(WORK TASK)
Set down all of the entries below word for word, with the pictures left out.
____ SOURCE DATA
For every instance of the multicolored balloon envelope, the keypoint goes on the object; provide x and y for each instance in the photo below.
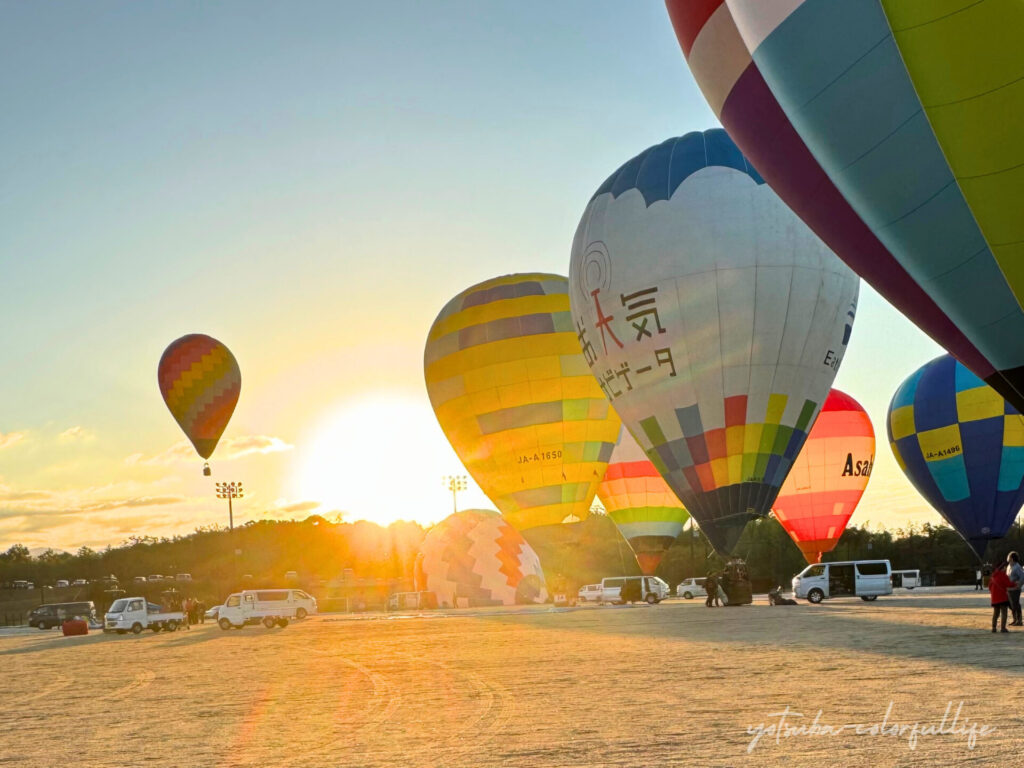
(896, 131)
(516, 400)
(714, 320)
(962, 445)
(828, 477)
(200, 381)
(475, 558)
(639, 501)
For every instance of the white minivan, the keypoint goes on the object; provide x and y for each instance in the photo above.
(652, 589)
(863, 579)
(266, 606)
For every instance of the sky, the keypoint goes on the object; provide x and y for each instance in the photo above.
(308, 182)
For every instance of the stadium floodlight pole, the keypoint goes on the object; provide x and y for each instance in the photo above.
(455, 483)
(229, 491)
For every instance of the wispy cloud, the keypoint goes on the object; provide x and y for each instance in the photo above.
(229, 449)
(74, 434)
(11, 438)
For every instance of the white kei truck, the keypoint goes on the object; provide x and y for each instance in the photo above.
(135, 613)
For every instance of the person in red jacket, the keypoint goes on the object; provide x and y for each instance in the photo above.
(997, 586)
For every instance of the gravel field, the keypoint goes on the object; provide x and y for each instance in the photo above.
(665, 685)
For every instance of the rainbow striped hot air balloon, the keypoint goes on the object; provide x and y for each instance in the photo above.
(828, 477)
(516, 398)
(962, 445)
(200, 381)
(646, 511)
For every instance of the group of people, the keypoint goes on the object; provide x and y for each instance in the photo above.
(1005, 589)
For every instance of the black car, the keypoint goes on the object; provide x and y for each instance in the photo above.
(53, 614)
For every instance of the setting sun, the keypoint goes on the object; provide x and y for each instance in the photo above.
(380, 459)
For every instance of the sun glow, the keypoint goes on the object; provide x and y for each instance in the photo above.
(381, 459)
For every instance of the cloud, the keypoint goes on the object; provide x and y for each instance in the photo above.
(74, 434)
(232, 448)
(11, 438)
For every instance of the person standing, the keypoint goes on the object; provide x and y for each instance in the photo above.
(998, 583)
(711, 586)
(1016, 573)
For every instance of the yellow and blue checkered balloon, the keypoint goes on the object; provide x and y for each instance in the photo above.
(962, 445)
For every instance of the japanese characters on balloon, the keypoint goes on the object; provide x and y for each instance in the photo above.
(714, 321)
(896, 131)
(200, 381)
(515, 398)
(962, 445)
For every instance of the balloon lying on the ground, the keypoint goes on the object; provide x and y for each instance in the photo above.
(516, 400)
(962, 445)
(639, 501)
(200, 381)
(828, 477)
(475, 558)
(714, 320)
(896, 131)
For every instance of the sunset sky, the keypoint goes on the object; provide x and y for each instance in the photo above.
(308, 183)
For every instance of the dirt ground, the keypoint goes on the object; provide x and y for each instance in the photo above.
(671, 684)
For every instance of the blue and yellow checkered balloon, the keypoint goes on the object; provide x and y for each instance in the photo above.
(962, 445)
________
(RESPONSE BELOW)
For every instance of the multicolored balloon envelope, the keypoint goes on the object; provide x and y for each instance in the photo below.
(896, 131)
(516, 400)
(714, 320)
(962, 445)
(828, 477)
(200, 381)
(475, 558)
(639, 501)
For every instance of the white minivan, the keypoint goes on the object; provide x and y for each instance in the photo above.
(652, 589)
(863, 579)
(266, 606)
For every instance of the sky, the keypoint goes on the object; provide x and y for each instance in the photo above.
(308, 182)
For every instance of the stadium floodlight pole, the keypoint goes on the object; provide x and y for each instance in the photo above.
(455, 483)
(229, 491)
For every instance of the wispy cloud, the keypoint goes on the object; provide x and y for each instance in the photo above.
(229, 449)
(74, 434)
(11, 438)
For every instance of the white kei truck, the keypoint goes on the object; provide x and y for each instance in the photo above.
(135, 613)
For every instance of the person in red jacket, the keypoint goes on the object; provide x and y for each instance in the photo above.
(997, 586)
For every instance of the gravel field, the keypoint goes on the object; provide x and y for each instance in the photo above.
(665, 685)
For every instance of the rainbow striped hot air balloon, the keypoint goes on the object; provide x and y for each instance in the photo above.
(828, 477)
(516, 398)
(962, 445)
(200, 381)
(646, 511)
For every instance of the group of people, the keypoint goes on the object; provide x and y for each instance in the photo above.
(1005, 589)
For every instance of the black car, the keypoint goes on the object; provide x and y for each instance in the photo above.
(53, 614)
For every instance of the setting sun, the keypoint goes on the object; provide x and y for each instance in the photo above.
(380, 459)
For every instance of the sun glow, the keypoint goes on the object; provide x and y for each instance in the photo above.
(381, 459)
For every instance of the cloud, the keypoint goes on the object; provide x and y for each instance in the photo above.
(74, 434)
(232, 448)
(11, 438)
For every instance of the person standing, the keypoint goes on the object; provide x and y for each instance in the photo above.
(998, 583)
(711, 586)
(1016, 573)
For every instance of the yellow and blue checkered balloon, the keypoint goes on the object; provide x and y for each instance in the photo above.
(962, 445)
For every instance of the japanese characters on balloon, the keypoint goes on the object; provide x and y for each instance in the photo above.
(714, 321)
(896, 131)
(200, 381)
(515, 398)
(962, 445)
For every instance of the balloon lying on the ground, the keypoint goes on the object; provide x and y for each instance in the photo above.
(516, 400)
(962, 445)
(639, 501)
(200, 381)
(828, 477)
(475, 558)
(714, 320)
(896, 131)
For every instance of the sunset sky, the keypoint goes on the object; provide x and y for each instance in the photo above.
(308, 183)
For every instance of the dirt ground, the keypoint goes on the object; provide x and y for each instance in the photo above.
(671, 684)
For every instance of the blue and yellow checkered balloon, the keypoint goes on the object; provide x and y for each instance in the photo above.
(962, 445)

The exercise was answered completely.